WHAT THE TASK ASKS - Output all of the entries exactly as written.

== MATERIAL FOR THIS EXERCISE ==

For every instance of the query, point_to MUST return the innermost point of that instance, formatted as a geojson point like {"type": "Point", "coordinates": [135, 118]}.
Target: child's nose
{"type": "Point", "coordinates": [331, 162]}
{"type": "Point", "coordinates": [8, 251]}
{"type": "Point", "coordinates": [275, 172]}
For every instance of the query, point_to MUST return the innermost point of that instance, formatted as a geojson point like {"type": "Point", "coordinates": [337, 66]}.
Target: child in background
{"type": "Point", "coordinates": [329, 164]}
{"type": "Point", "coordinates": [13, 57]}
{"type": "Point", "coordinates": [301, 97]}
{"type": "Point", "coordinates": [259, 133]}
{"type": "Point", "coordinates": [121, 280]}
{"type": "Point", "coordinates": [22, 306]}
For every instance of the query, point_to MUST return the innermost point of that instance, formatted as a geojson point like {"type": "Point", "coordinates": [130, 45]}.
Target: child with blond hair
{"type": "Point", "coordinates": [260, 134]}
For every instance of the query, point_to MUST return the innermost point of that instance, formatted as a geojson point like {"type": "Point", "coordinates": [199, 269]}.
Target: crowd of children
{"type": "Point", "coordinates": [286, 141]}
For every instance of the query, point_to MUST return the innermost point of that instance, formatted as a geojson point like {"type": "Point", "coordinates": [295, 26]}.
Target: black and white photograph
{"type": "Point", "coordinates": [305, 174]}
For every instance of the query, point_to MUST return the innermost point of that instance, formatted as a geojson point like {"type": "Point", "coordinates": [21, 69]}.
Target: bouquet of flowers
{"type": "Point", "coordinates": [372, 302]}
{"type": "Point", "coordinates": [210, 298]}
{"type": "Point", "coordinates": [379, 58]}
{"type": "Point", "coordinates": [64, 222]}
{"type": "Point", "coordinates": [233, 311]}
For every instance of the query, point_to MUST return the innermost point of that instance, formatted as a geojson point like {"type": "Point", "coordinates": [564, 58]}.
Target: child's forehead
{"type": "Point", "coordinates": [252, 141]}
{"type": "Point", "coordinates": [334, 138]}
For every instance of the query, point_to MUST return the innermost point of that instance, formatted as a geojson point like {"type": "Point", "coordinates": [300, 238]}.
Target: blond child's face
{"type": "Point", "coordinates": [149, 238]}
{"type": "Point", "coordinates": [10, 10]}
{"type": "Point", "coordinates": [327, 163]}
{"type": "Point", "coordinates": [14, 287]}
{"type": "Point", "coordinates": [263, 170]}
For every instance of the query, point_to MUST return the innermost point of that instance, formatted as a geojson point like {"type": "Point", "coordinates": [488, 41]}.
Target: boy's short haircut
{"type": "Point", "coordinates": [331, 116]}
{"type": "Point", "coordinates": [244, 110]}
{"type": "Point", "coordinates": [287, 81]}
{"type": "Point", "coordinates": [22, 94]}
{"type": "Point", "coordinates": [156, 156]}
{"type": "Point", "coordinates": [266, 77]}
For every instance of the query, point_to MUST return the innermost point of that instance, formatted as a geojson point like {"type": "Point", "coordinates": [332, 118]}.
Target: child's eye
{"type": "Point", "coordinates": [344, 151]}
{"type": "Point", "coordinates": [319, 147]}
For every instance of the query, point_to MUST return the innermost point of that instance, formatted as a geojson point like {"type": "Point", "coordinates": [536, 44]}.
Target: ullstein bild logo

===

THE SOLUTION -
For every instance of the query, point_to MUST return the innermost point of that instance, formatted as a geojson point like {"type": "Point", "coordinates": [135, 118]}.
Target: child's nose
{"type": "Point", "coordinates": [331, 162]}
{"type": "Point", "coordinates": [8, 251]}
{"type": "Point", "coordinates": [275, 172]}
For every instance of the query, point_to MUST return the innermost point of that instance, formatted as a geojson point like {"type": "Point", "coordinates": [337, 66]}.
Target: child in background
{"type": "Point", "coordinates": [329, 164]}
{"type": "Point", "coordinates": [13, 57]}
{"type": "Point", "coordinates": [301, 97]}
{"type": "Point", "coordinates": [259, 133]}
{"type": "Point", "coordinates": [121, 280]}
{"type": "Point", "coordinates": [22, 306]}
For every instance of the query, point_to MUST return the innermost point of that instance, formatted as a geojson point like {"type": "Point", "coordinates": [130, 45]}.
Target: child with blond hair
{"type": "Point", "coordinates": [260, 134]}
For every instance of the query, point_to MUST return the innermost point of that instance, formatted as a geojson point like {"type": "Point", "coordinates": [199, 269]}.
Target: crowd of children
{"type": "Point", "coordinates": [286, 141]}
For every instance of the query, point_to MUST return the innermost point of that instance, formatted as a geojson point like {"type": "Point", "coordinates": [295, 26]}.
Target: black and white photograph
{"type": "Point", "coordinates": [305, 174]}
For every instance of the query, point_to MUST return the innermost point of that instance, formatted as a geojson point like {"type": "Point", "coordinates": [21, 69]}.
Target: bouquet of flowers
{"type": "Point", "coordinates": [372, 302]}
{"type": "Point", "coordinates": [210, 298]}
{"type": "Point", "coordinates": [379, 58]}
{"type": "Point", "coordinates": [64, 222]}
{"type": "Point", "coordinates": [233, 311]}
For every instance of the query, point_to MUST return the innermost point of that instance, formatted as a geojson point like {"type": "Point", "coordinates": [564, 58]}.
Target: child's forehead
{"type": "Point", "coordinates": [252, 141]}
{"type": "Point", "coordinates": [334, 138]}
For every instance of the query, point_to MUST return the innermost point of that instance, formatted as a geojson point like {"type": "Point", "coordinates": [300, 238]}.
Target: blond child's face
{"type": "Point", "coordinates": [149, 238]}
{"type": "Point", "coordinates": [10, 10]}
{"type": "Point", "coordinates": [327, 163]}
{"type": "Point", "coordinates": [14, 287]}
{"type": "Point", "coordinates": [263, 170]}
For every instance of the query, point_to MUST return the innermost point of that instance, formatted as a geojson point like {"type": "Point", "coordinates": [488, 41]}.
Target: boy's short haircut
{"type": "Point", "coordinates": [331, 116]}
{"type": "Point", "coordinates": [244, 110]}
{"type": "Point", "coordinates": [287, 81]}
{"type": "Point", "coordinates": [22, 94]}
{"type": "Point", "coordinates": [156, 156]}
{"type": "Point", "coordinates": [266, 77]}
For every instance of the query, point_to MUST return the innermost point of that instance, formatted as a geojson point like {"type": "Point", "coordinates": [332, 118]}.
Target: child's eye
{"type": "Point", "coordinates": [344, 151]}
{"type": "Point", "coordinates": [319, 147]}
For every instance of the query, point_to MUST return the innermost point of that instance, formatted as a geojson point like {"type": "Point", "coordinates": [536, 44]}.
Target: ullstein bild logo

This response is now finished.